___ DATASET RECORDS
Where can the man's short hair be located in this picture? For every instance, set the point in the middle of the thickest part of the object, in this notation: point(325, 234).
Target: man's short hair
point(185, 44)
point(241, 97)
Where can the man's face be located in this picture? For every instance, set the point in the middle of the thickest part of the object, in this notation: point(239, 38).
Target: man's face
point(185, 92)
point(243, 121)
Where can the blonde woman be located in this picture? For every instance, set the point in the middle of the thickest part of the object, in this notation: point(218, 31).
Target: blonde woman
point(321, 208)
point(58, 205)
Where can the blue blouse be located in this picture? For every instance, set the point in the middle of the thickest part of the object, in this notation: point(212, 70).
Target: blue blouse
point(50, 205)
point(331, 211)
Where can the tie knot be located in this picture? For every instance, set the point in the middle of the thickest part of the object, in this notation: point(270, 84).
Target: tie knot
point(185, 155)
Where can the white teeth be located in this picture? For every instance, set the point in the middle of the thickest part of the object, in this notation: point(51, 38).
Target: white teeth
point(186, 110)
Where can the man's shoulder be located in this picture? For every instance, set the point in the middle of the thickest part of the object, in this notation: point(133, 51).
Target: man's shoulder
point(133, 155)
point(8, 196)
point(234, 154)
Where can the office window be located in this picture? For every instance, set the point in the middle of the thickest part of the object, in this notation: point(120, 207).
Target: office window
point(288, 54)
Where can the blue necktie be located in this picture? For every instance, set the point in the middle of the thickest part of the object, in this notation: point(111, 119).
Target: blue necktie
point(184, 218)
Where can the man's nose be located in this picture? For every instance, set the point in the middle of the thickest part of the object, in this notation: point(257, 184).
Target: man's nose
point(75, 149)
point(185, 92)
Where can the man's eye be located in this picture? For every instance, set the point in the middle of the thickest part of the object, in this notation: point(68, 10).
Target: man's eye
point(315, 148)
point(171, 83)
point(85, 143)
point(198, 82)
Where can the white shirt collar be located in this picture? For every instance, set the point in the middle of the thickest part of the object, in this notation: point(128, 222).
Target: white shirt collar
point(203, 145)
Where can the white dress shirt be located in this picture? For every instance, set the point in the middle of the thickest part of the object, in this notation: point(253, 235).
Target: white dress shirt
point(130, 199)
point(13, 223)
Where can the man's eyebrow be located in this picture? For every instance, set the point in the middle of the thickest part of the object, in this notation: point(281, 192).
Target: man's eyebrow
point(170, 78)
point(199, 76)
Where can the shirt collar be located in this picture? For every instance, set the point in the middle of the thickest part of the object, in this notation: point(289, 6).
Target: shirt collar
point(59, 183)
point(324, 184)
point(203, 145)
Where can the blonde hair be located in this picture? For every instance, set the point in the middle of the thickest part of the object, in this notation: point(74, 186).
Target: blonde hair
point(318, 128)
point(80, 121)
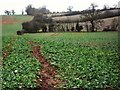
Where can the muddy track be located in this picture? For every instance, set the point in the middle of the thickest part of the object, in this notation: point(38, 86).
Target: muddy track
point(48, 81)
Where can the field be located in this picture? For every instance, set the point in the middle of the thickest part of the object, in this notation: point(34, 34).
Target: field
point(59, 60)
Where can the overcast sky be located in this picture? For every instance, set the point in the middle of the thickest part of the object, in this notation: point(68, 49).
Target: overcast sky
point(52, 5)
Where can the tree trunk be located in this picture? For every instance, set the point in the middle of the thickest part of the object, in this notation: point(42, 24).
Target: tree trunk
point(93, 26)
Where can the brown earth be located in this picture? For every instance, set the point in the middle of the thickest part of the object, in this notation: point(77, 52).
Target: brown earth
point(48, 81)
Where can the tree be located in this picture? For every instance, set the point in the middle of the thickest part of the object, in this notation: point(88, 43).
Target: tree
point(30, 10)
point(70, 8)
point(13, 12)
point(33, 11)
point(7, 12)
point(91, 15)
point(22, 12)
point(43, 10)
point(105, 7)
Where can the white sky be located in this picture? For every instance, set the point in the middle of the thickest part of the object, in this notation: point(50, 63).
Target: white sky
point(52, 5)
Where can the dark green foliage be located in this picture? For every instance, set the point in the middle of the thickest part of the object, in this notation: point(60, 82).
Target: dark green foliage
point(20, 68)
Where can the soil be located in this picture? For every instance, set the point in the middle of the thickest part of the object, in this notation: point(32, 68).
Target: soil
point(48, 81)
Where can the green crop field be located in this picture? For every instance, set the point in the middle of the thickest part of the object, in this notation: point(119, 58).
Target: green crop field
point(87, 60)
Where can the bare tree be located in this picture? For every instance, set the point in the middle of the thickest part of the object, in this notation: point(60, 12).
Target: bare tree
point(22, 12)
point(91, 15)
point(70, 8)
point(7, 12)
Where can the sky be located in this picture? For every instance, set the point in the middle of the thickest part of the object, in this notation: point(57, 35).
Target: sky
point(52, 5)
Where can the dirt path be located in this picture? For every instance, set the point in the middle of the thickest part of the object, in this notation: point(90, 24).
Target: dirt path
______
___ DATASET RECORDS
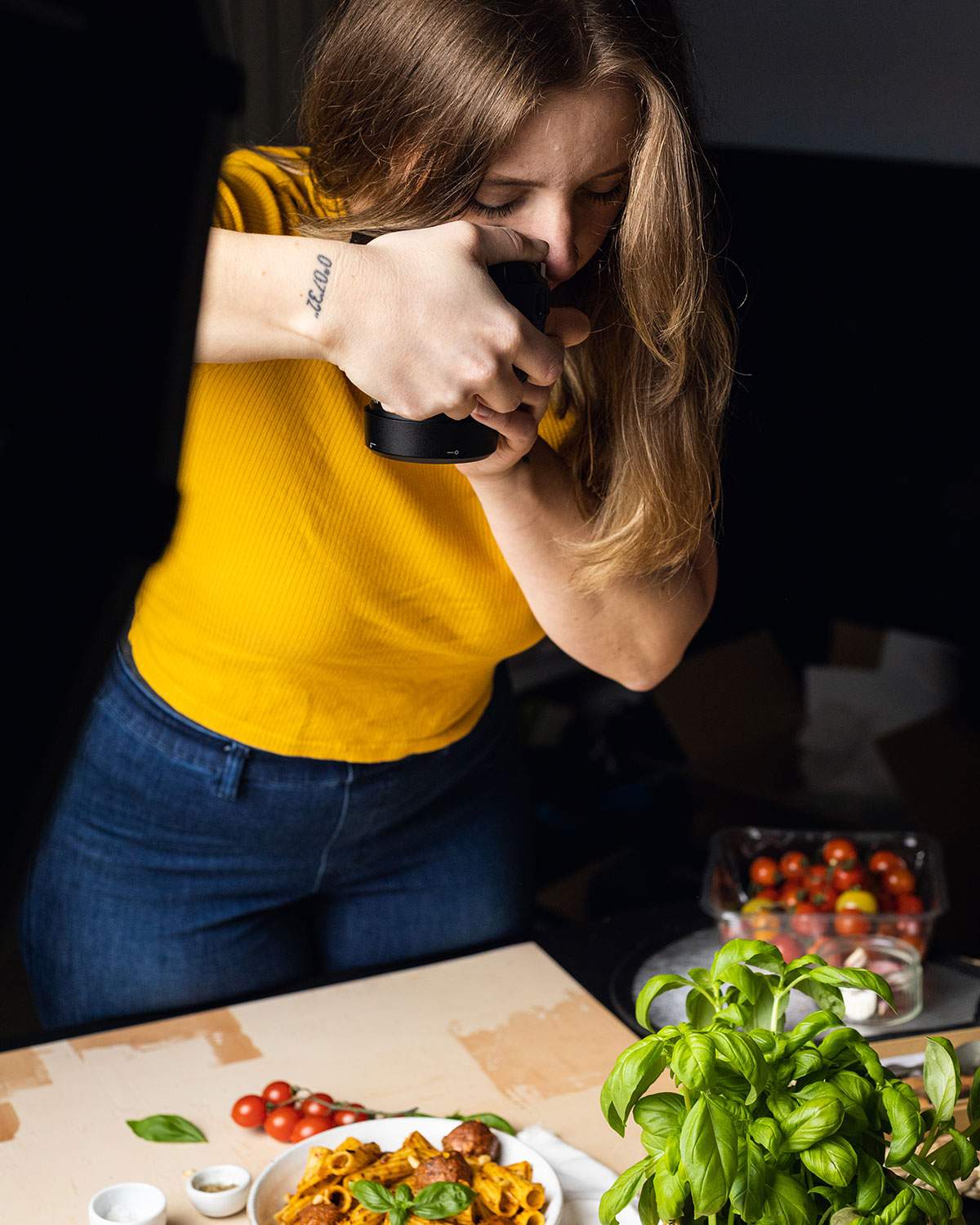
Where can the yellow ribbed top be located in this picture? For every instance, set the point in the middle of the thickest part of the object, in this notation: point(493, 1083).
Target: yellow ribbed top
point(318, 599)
______
> EXERCISE
Print the data from the line containing "Where can the man's short" up to and including the line containing "point(185, 155)", reproducing each line without alteration.

> ANSWER BELOW
Where can the man's short hair be located in this picture? For every instance, set the point in the middle of the thickest part of the object, in this notation: point(325, 234).
Target: man's short hair
point(185, 44)
point(241, 97)
Where can the man's face be located in this picture? For every instance, set the point in the middle of the thickest part of the object, in this notation: point(239, 38).
Target: man's face
point(185, 92)
point(243, 121)
Where can the blonde woman be located in this picture? For every instance, set the point in the middle of the thickest part of the object, in this notation: point(218, 31).
Target: blonde woman
point(321, 208)
point(58, 205)
Where can the blue blouse be located in this picture? For every instance, set the point in the middle of the thickest part of the object, in this notation: point(212, 70).
Target: blue blouse
point(50, 205)
point(331, 211)
Where can the tie knot be located in this picture? For every instance, set the point in the middle of the thickest part of the object, in this notation: point(270, 84).
Target: tie knot
point(185, 155)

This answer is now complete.